From the entries below, pull out each line where "hockey" appears.

[Saved entries]
------------

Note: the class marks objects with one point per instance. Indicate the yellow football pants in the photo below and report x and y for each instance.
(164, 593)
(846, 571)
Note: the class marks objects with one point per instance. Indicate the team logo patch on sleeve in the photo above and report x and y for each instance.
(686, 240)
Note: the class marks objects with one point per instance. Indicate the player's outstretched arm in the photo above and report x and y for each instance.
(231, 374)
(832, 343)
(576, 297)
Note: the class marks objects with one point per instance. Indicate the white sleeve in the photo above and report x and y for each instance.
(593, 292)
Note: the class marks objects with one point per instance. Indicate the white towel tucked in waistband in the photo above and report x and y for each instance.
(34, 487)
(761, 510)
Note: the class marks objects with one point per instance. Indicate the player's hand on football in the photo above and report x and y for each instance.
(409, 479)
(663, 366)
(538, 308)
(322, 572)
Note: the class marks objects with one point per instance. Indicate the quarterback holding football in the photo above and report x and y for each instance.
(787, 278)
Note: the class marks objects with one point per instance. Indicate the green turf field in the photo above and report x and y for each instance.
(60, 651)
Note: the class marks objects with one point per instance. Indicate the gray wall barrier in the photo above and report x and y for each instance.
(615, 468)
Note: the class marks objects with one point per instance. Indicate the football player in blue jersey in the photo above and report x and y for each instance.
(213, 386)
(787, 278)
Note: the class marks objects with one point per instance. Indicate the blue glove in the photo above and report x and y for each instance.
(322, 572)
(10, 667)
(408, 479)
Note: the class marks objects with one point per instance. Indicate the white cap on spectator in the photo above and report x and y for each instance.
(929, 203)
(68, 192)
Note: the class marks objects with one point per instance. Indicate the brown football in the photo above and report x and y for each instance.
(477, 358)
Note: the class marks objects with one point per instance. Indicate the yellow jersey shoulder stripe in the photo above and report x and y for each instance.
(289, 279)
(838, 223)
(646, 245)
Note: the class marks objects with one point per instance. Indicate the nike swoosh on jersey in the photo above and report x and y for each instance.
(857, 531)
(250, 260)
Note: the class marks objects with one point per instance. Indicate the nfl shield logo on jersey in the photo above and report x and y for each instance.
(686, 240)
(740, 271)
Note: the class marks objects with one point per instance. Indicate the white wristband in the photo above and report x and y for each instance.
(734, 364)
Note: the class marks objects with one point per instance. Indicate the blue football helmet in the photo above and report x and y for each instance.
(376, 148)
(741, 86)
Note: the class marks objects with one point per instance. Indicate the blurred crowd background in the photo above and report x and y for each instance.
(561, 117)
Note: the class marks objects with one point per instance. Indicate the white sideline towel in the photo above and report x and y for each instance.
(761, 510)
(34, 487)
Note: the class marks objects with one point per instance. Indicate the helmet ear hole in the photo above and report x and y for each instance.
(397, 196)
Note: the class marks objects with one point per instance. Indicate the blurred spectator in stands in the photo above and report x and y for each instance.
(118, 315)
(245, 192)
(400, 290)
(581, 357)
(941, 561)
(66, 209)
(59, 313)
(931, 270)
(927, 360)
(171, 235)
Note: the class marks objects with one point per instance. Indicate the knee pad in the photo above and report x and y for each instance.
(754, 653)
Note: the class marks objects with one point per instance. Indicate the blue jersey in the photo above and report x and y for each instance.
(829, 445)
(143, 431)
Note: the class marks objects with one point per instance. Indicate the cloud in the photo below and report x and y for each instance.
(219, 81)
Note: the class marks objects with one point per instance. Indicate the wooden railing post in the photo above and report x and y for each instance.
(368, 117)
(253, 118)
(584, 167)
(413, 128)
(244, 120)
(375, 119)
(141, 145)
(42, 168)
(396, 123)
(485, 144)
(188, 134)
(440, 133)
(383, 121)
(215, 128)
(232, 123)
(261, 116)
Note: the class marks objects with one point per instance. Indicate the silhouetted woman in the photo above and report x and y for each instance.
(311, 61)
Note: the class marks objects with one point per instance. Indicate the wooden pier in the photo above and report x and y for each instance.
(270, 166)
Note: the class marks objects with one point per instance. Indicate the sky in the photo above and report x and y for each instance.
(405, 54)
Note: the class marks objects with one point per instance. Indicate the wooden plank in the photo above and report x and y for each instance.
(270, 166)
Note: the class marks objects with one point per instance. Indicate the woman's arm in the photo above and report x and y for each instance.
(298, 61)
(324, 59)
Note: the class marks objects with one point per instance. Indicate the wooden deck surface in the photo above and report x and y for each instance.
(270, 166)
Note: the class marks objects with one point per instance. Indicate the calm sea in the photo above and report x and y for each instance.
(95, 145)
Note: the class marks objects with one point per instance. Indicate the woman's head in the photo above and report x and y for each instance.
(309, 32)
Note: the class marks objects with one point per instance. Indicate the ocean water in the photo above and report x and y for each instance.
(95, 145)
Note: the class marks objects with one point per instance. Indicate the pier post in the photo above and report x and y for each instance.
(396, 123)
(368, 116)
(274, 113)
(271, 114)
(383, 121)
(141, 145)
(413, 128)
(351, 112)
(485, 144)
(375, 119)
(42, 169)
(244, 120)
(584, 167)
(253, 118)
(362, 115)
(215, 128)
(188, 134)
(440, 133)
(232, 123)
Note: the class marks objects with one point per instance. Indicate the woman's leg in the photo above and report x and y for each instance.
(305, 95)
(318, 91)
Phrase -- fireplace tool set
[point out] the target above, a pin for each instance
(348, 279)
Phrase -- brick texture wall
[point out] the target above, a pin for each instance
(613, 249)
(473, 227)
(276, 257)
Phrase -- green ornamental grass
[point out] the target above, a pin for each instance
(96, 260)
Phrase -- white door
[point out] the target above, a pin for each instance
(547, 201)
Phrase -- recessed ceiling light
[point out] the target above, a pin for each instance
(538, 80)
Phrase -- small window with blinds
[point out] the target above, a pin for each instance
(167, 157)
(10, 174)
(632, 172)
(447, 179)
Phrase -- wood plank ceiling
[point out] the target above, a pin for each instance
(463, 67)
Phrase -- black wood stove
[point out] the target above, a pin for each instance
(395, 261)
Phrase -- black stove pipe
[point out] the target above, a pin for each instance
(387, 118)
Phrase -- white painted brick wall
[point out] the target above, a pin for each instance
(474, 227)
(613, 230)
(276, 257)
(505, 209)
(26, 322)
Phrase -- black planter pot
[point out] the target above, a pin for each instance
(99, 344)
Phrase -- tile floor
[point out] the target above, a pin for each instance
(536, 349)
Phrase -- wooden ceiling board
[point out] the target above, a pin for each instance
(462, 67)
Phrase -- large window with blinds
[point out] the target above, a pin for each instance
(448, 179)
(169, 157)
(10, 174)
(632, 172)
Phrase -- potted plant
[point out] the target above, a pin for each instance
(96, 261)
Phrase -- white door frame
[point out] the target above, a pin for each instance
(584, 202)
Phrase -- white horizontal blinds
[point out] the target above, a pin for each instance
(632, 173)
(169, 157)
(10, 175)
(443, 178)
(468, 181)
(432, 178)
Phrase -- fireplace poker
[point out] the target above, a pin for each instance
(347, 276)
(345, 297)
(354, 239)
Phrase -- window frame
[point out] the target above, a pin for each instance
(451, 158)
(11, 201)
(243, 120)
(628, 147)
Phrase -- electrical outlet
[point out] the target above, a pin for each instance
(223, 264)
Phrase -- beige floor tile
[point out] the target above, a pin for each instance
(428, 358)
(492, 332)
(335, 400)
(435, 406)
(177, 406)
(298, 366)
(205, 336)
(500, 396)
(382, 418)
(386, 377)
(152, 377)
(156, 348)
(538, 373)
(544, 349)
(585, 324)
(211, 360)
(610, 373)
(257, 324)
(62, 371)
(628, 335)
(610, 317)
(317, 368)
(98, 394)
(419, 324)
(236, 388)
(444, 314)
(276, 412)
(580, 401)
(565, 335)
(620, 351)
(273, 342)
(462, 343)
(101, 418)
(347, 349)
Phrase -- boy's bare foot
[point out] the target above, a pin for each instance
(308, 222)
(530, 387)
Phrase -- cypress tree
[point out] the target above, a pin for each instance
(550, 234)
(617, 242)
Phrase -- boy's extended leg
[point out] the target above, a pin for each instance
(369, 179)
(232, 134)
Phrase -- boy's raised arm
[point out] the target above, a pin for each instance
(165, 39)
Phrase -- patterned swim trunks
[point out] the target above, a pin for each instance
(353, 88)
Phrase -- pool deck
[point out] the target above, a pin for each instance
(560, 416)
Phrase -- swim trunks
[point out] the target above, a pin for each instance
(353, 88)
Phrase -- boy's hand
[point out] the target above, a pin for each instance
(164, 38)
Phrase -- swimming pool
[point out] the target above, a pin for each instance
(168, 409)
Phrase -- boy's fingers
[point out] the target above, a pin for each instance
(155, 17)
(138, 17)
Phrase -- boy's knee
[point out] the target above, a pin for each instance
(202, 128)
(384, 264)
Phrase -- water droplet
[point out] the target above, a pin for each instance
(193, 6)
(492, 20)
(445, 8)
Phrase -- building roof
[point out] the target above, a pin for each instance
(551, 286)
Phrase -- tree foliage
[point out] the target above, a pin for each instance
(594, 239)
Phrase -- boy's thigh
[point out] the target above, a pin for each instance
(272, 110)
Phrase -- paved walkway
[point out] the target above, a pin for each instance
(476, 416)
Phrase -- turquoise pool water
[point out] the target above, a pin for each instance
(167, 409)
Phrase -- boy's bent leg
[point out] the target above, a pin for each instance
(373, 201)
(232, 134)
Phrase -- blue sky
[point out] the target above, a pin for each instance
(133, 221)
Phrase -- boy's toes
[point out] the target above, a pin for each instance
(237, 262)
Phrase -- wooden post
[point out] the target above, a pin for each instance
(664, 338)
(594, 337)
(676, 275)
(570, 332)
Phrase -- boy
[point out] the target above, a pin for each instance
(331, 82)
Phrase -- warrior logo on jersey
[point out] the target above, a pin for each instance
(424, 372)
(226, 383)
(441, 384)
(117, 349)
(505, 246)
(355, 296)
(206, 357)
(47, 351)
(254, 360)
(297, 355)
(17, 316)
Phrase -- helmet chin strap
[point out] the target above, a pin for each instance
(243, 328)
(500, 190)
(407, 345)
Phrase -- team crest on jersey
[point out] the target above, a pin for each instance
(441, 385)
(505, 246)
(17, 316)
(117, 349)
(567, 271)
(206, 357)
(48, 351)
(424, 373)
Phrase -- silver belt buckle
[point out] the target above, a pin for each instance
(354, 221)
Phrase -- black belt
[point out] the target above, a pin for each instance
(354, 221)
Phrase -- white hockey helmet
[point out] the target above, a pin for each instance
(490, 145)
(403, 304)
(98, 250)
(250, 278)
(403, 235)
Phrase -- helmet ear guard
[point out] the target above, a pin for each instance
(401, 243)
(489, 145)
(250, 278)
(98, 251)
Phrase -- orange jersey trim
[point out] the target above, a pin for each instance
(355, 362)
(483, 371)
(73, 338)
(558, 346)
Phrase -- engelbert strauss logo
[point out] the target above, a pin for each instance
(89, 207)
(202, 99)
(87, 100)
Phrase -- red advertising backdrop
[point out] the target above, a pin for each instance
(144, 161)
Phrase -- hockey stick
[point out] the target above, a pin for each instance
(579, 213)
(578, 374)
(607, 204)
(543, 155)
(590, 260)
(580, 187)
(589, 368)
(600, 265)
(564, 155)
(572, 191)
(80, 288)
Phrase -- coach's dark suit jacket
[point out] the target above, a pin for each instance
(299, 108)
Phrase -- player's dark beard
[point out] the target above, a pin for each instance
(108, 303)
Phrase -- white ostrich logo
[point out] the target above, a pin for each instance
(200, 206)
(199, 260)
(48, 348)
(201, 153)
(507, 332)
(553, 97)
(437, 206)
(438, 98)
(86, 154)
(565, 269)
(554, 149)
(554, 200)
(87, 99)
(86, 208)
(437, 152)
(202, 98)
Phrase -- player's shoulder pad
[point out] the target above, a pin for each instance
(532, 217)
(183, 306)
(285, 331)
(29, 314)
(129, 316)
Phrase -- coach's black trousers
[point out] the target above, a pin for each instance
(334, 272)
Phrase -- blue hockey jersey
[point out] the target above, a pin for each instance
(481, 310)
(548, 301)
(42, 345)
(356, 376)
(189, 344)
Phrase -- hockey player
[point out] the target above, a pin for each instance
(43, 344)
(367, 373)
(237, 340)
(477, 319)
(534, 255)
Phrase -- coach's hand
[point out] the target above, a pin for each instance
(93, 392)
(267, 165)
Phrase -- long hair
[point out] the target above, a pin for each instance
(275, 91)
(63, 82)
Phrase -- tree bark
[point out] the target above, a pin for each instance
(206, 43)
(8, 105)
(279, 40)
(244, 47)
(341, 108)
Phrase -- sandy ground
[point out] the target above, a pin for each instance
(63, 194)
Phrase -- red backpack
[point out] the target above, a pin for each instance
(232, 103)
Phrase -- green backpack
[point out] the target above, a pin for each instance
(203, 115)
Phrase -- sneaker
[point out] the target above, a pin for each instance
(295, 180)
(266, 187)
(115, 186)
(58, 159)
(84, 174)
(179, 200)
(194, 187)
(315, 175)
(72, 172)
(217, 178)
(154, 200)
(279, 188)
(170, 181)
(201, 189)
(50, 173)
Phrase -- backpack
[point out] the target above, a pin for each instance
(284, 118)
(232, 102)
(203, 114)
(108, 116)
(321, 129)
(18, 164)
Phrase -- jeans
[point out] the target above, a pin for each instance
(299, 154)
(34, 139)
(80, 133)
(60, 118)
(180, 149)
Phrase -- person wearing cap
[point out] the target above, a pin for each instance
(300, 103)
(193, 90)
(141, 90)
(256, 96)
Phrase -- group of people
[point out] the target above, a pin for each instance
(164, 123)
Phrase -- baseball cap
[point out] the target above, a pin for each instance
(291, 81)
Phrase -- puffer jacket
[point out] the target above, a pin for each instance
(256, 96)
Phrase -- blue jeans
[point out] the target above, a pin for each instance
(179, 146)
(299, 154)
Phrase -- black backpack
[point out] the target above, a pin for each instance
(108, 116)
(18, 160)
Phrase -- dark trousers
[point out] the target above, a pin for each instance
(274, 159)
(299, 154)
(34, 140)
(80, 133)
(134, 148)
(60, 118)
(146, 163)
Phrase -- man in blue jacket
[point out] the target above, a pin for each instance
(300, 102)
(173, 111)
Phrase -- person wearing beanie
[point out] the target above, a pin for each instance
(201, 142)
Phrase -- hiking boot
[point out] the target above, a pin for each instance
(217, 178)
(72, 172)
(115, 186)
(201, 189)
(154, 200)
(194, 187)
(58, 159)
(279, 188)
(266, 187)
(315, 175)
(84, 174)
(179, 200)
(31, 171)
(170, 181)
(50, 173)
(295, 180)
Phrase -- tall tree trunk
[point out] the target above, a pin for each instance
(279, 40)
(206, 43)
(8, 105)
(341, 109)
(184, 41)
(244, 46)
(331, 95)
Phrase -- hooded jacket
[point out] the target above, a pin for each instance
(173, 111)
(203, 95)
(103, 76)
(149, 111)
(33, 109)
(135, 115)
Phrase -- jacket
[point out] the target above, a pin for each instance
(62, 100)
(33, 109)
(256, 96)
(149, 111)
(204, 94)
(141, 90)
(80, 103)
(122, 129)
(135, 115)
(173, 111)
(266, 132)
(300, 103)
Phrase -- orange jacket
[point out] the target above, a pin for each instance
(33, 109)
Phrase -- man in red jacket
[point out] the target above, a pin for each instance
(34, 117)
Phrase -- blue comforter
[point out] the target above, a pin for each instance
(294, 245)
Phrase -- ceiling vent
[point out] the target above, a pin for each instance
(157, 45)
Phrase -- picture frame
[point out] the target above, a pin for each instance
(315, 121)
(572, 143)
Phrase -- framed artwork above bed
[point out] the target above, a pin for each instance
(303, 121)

------------

* _RESPONSE BELOW_
Phrase -- white hockey helmet
Phrase -- hockey stick
Phrase -- blue hockey jersey
Phrase -- hockey player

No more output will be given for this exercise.